(Labeled area outline data)
## BEGIN

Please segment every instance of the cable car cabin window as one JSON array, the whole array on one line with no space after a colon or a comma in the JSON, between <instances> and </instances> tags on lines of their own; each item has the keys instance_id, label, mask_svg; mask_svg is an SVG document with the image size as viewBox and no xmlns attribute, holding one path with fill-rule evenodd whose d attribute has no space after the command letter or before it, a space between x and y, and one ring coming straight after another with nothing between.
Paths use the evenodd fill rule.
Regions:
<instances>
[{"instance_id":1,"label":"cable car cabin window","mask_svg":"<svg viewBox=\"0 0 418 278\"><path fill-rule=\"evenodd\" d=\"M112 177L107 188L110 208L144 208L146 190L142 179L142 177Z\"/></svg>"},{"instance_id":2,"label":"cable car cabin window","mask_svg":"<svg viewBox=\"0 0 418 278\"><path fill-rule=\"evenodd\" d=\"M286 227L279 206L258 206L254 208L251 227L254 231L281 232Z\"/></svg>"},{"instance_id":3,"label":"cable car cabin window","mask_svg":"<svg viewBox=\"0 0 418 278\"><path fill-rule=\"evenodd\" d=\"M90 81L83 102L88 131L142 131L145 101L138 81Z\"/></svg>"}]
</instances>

## END

_REQUIREMENTS_
Report each line of the data that contains the string "instances", copying every such line in full.

_TASK OUTPUT_
Please segment every instance of the cable car cabin window as one JSON array, the whole array on one line with no space after a colon or a comma in the JSON, between <instances> and </instances> tags on lines of their own; each item has the keys instance_id, label, mask_svg; mask_svg is an SVG document with the image size as viewBox and no xmlns attribute, holding one path with fill-rule evenodd whose d attribute has no space after the command letter or before it, a space between x and y, and one ring coming straight after another with nothing between.
<instances>
</instances>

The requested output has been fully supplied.